__Set exercise__
Print the line that contains "If you would be willing to indicate the wooden post" and every line after it through the last line of the records below, exactly as written and nothing else.
■ ■ ■ ■ ■
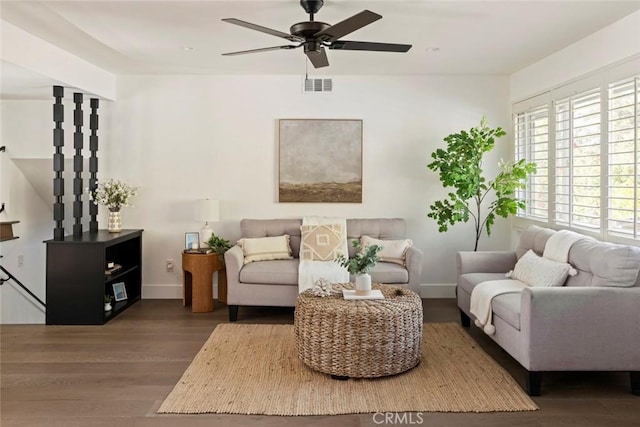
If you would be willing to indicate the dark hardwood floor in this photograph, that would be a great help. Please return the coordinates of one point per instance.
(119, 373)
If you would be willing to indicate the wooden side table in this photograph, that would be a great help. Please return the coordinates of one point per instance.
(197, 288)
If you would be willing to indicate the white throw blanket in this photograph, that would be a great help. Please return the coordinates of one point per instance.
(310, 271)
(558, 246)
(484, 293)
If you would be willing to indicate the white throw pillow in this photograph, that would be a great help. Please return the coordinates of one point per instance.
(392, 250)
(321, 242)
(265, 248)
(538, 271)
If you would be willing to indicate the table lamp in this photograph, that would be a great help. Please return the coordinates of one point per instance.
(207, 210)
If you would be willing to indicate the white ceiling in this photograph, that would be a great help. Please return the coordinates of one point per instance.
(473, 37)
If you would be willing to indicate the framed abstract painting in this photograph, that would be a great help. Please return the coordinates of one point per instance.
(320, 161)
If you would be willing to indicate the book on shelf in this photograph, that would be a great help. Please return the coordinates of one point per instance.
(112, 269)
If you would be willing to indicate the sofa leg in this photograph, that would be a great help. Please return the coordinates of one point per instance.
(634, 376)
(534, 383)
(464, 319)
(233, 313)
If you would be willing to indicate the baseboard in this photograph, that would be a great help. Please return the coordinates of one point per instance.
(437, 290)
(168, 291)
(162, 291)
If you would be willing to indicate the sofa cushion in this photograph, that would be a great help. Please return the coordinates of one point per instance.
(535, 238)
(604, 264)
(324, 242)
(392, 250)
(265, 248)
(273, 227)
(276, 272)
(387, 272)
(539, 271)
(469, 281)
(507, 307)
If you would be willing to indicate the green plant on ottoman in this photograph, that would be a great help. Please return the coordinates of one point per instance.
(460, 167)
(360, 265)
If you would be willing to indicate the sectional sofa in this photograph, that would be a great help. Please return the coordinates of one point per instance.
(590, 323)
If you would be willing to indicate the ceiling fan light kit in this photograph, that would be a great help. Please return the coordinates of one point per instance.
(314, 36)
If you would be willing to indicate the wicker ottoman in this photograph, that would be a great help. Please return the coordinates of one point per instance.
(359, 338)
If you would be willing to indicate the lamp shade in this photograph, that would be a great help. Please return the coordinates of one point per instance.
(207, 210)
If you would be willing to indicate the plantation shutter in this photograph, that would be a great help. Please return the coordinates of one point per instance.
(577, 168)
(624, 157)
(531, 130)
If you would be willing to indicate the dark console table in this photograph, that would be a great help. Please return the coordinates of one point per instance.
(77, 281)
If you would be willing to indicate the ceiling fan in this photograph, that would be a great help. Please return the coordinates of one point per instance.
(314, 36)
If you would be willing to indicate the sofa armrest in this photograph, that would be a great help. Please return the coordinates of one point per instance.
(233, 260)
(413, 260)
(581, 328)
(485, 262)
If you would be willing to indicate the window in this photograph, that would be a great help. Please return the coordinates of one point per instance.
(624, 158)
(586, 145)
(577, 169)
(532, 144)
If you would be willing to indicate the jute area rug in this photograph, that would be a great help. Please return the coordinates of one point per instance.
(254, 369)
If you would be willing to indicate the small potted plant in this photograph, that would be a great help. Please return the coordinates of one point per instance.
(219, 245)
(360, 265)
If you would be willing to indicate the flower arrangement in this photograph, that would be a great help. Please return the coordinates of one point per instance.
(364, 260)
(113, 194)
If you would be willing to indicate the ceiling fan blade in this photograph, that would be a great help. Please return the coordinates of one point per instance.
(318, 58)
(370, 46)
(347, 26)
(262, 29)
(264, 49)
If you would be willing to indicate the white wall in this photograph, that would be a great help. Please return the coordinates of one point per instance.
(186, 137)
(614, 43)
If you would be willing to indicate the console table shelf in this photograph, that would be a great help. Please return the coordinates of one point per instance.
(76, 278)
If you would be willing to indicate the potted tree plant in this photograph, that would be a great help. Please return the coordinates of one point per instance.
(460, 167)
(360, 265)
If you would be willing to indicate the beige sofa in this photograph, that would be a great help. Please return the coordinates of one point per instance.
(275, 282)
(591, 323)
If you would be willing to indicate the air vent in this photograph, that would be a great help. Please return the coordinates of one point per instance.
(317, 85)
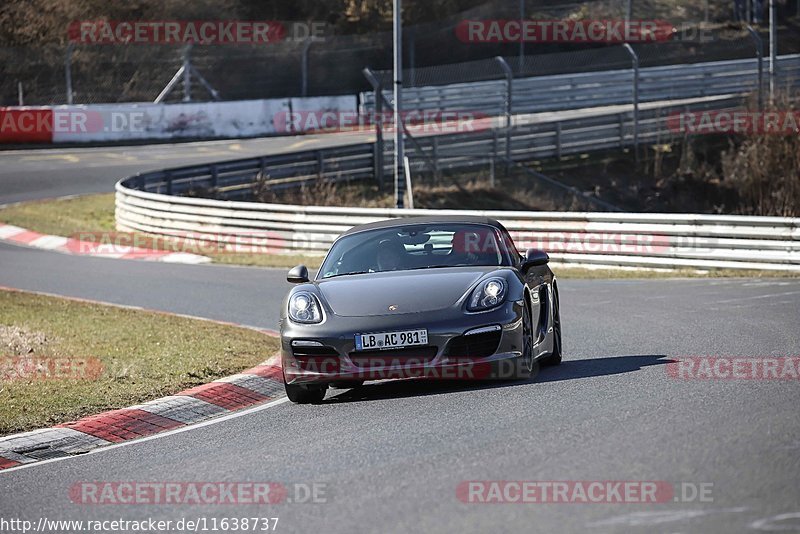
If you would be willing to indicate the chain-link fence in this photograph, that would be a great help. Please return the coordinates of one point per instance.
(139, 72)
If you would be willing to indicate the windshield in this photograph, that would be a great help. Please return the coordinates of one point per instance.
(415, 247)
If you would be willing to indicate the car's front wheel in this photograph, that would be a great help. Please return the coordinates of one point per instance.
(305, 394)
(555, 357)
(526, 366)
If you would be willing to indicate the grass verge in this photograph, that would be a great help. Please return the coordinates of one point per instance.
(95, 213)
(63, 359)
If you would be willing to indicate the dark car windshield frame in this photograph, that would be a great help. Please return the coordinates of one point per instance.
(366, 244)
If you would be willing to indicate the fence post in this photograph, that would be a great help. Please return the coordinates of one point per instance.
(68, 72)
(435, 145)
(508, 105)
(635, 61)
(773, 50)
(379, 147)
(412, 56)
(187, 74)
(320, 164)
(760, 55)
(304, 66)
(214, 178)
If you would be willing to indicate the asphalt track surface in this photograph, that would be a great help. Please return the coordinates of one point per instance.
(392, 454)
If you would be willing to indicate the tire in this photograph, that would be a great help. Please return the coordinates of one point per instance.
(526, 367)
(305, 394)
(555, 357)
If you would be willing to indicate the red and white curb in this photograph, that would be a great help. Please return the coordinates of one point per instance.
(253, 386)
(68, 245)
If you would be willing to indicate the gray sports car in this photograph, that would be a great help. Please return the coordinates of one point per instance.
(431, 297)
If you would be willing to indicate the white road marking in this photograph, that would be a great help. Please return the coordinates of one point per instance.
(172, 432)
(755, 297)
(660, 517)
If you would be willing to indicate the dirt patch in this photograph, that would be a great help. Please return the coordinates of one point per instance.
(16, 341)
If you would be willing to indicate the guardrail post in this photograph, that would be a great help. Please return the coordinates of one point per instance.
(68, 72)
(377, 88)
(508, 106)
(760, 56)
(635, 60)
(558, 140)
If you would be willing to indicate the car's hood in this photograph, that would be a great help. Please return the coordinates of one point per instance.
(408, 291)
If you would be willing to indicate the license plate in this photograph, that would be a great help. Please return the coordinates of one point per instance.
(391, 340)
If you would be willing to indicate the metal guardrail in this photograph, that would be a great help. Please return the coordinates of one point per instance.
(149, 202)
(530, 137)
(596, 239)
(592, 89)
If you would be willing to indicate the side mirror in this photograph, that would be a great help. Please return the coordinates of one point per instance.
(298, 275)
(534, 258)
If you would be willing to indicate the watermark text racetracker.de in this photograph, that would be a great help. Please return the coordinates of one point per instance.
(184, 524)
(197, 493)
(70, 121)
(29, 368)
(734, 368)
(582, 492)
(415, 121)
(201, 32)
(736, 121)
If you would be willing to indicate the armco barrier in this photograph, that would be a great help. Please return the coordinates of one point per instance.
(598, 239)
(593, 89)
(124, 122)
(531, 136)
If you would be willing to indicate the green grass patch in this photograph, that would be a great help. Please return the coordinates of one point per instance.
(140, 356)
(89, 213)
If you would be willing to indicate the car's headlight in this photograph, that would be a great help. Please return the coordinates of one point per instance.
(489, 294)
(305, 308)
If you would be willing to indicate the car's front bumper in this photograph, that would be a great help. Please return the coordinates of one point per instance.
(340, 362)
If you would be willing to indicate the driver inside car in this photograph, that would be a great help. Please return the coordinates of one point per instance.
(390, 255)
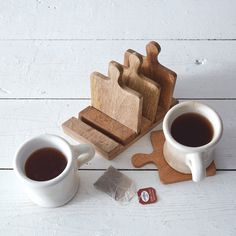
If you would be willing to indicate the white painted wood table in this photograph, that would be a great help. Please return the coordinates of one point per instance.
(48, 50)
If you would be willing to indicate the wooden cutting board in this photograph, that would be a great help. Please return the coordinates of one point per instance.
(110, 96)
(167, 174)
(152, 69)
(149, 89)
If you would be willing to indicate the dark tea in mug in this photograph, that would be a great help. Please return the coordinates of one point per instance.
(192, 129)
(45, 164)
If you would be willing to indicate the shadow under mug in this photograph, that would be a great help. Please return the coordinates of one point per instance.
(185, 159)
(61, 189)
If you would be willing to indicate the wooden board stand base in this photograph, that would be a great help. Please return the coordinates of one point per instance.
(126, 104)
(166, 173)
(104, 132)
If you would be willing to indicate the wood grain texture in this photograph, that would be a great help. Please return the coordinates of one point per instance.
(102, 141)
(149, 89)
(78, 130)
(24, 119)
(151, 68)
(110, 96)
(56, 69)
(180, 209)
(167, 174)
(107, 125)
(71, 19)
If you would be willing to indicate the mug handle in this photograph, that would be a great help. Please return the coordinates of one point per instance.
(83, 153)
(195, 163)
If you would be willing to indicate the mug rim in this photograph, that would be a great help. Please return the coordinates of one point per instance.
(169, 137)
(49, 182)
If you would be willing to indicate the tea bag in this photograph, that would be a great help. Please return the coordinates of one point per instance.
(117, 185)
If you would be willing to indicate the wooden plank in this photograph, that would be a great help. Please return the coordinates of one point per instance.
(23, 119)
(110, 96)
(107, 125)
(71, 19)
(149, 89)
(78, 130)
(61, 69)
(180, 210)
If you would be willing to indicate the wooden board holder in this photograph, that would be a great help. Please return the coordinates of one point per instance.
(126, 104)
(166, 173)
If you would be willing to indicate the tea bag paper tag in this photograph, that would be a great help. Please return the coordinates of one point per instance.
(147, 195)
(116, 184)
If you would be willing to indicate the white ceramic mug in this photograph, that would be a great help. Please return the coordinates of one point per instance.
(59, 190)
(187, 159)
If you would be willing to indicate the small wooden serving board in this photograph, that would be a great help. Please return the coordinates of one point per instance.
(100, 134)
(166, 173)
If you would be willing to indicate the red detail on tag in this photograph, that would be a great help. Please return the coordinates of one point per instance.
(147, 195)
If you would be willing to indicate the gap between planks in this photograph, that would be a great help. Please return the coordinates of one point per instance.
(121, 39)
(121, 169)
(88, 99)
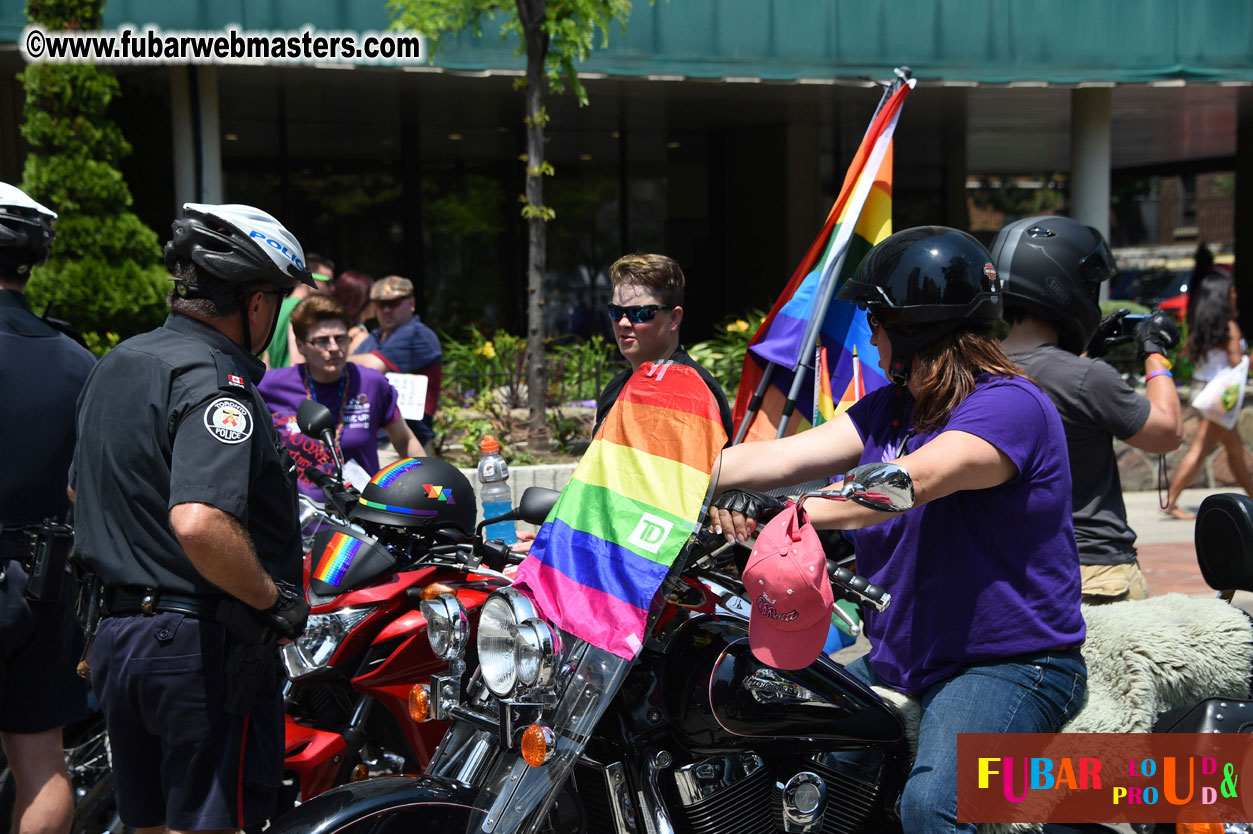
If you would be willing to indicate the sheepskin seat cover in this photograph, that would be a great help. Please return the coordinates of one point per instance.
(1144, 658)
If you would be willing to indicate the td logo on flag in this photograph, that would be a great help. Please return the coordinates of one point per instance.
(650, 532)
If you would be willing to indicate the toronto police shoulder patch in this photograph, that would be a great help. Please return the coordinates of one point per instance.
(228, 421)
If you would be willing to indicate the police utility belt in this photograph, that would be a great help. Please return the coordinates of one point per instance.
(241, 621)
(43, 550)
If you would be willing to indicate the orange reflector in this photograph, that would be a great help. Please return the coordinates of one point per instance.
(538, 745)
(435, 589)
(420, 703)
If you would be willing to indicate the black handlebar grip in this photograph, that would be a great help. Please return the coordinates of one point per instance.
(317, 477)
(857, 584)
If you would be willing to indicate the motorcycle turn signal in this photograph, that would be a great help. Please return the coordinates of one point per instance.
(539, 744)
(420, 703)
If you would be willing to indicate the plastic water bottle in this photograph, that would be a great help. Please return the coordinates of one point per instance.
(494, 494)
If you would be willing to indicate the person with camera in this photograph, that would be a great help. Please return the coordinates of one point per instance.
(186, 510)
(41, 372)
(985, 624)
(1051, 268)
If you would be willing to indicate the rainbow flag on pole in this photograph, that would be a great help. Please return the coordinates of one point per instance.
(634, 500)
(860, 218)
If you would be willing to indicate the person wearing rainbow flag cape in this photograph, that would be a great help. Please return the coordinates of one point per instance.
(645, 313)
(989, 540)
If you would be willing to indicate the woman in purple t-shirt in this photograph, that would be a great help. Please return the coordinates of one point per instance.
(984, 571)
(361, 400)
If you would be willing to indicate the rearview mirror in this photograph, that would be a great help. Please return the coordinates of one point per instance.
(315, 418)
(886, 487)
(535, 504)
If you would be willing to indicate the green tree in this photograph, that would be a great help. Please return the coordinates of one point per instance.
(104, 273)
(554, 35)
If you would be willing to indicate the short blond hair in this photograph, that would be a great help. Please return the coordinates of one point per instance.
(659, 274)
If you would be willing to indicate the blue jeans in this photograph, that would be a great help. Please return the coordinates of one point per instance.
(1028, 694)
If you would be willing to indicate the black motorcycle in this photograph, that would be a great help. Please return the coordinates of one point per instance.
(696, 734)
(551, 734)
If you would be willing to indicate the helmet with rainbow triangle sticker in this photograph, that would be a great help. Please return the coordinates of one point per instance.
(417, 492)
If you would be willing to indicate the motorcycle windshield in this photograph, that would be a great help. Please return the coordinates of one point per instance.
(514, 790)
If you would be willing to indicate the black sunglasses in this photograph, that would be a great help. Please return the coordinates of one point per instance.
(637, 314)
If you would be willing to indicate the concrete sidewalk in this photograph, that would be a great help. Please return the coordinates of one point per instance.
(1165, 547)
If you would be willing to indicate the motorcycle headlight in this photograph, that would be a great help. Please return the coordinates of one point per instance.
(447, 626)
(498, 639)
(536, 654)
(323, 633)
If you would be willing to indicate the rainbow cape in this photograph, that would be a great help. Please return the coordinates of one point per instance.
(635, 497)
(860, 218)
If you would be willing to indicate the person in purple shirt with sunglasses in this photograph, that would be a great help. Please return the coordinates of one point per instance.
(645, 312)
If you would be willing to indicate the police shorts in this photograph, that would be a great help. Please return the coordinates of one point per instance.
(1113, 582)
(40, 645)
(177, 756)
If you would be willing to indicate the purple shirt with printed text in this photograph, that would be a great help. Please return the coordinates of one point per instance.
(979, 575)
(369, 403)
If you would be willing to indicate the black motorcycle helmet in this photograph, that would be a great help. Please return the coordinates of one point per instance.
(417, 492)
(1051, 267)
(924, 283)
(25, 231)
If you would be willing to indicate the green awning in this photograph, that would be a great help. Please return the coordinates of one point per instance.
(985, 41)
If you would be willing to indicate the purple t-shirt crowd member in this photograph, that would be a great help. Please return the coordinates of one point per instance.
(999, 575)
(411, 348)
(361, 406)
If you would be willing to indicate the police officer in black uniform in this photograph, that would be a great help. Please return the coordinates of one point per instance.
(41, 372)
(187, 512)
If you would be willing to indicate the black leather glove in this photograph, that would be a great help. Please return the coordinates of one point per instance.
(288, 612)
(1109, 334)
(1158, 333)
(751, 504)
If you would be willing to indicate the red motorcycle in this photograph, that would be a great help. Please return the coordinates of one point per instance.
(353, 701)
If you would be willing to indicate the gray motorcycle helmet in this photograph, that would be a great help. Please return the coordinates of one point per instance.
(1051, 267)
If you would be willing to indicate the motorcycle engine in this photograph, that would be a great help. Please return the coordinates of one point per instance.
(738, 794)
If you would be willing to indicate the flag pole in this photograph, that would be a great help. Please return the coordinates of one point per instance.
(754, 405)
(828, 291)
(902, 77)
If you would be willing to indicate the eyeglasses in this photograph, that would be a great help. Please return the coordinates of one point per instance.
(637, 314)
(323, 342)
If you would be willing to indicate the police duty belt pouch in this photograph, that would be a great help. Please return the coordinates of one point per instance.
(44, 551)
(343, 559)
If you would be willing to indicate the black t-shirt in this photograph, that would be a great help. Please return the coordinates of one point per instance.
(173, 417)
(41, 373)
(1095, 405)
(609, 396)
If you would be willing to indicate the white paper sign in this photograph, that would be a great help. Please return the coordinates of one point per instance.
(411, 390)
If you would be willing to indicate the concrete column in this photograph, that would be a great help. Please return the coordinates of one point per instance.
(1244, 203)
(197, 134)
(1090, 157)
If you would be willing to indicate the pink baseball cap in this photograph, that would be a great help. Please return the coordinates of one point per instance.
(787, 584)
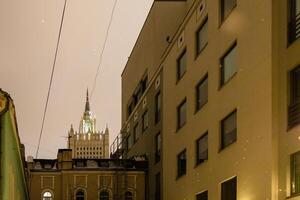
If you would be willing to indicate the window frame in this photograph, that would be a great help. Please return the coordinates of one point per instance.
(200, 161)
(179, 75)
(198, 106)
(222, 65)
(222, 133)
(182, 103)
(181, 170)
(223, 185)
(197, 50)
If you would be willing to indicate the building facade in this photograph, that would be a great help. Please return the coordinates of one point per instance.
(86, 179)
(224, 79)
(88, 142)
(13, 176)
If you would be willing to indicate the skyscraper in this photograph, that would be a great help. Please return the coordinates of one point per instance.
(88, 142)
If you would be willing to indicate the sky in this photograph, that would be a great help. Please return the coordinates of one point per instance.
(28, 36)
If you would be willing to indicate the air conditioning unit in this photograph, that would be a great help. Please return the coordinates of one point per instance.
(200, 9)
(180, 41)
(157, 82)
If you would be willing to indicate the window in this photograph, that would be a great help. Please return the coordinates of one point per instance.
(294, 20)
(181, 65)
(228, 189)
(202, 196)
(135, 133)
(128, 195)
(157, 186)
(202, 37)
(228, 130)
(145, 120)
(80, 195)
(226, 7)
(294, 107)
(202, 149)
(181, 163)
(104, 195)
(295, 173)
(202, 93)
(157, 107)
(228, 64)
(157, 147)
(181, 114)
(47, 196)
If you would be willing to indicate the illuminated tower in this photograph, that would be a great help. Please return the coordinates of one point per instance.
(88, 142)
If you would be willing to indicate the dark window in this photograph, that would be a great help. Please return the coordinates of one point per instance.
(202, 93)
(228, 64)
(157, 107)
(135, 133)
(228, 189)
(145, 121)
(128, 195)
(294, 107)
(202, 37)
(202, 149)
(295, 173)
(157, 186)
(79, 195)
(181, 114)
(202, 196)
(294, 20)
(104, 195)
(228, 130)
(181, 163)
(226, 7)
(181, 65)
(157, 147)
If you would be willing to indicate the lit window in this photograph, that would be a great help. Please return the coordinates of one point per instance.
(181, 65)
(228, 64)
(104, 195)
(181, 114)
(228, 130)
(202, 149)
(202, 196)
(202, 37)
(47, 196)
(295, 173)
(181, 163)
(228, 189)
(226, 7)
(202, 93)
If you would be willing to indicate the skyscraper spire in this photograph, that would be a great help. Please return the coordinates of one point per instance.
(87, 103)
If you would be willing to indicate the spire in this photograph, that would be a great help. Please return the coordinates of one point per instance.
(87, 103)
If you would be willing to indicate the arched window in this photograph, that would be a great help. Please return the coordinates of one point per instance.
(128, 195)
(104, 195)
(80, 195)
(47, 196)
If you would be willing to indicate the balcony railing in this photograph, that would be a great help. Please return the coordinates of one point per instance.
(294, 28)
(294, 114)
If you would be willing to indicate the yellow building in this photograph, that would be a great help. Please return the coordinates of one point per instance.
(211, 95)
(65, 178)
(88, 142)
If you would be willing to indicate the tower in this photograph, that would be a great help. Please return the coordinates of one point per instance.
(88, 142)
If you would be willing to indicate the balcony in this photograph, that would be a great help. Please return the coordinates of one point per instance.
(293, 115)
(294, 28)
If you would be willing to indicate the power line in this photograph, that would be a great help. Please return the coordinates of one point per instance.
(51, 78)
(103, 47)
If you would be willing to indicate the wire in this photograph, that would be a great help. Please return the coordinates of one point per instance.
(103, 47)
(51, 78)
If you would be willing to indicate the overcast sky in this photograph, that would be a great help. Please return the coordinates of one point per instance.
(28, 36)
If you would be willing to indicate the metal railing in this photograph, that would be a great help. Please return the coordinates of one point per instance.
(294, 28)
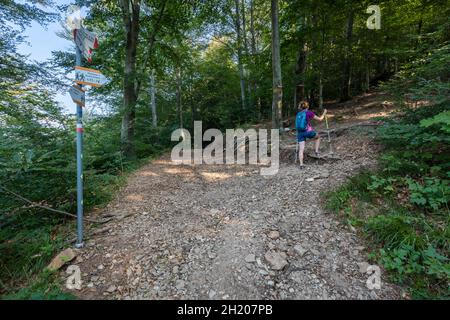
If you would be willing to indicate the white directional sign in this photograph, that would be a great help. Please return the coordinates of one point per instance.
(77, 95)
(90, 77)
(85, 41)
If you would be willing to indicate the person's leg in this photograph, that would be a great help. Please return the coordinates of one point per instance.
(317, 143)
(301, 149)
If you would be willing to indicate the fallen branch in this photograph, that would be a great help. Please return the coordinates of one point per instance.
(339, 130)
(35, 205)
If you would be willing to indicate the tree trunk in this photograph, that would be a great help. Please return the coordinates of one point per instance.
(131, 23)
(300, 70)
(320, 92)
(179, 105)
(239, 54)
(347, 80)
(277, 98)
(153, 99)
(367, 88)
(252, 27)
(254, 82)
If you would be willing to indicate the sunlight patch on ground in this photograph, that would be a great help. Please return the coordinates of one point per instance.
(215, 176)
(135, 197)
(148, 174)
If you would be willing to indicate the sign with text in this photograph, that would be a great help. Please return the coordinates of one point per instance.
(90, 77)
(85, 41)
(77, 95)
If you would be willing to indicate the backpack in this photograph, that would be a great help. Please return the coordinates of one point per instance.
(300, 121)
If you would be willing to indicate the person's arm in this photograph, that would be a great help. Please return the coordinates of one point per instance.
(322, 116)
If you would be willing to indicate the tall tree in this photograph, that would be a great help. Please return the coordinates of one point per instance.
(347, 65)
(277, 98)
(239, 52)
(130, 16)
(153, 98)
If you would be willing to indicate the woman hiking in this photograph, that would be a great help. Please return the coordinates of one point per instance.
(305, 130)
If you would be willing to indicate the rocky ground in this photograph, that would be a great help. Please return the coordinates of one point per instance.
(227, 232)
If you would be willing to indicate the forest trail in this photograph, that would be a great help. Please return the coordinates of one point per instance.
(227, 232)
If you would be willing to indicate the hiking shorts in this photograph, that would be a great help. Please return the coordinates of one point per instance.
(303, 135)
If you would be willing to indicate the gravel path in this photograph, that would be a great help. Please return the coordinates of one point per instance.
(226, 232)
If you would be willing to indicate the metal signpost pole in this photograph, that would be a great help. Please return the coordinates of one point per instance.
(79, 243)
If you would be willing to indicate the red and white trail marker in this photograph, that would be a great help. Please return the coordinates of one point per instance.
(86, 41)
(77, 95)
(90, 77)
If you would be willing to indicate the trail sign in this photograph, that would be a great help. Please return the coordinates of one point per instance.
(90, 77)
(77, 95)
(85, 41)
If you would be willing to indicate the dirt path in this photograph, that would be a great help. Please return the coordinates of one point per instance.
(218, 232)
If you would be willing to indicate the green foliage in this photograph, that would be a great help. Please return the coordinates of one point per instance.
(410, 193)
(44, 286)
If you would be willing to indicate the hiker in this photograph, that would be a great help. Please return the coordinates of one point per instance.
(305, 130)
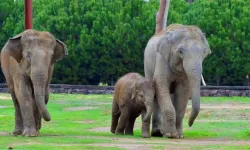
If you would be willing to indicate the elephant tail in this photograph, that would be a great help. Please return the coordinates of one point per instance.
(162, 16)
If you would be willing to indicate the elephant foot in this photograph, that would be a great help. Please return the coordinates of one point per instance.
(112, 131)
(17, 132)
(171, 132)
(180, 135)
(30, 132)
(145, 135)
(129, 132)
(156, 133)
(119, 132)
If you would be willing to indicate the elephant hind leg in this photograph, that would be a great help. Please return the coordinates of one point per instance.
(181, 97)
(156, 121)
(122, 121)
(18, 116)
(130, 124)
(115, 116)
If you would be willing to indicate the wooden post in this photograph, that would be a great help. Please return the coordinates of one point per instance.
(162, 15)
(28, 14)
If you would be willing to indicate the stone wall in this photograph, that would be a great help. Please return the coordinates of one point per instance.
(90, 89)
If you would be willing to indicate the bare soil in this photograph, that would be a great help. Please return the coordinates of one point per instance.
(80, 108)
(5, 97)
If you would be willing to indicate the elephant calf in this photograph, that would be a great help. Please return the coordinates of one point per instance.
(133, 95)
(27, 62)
■ ■ ■ ■ ■
__Solution for this task__
If you would be willing to indicate the wooden post in this photograph, that would be a great help. Please return the coordinates of one point per instance.
(162, 15)
(28, 14)
If you would be willing to indicate the stone wall in this photograph, that would be a great help. Please return the coordinates of one point per instance.
(90, 89)
If you would be willing to indicate the bare soil in this photograph, that would be a great help. Please return the coordinates of one point per instance.
(80, 108)
(5, 97)
If you would be willing to indicate the elephant calf in this photograph, that would be a great help. Please return the coordinates of one point per instance.
(133, 95)
(27, 62)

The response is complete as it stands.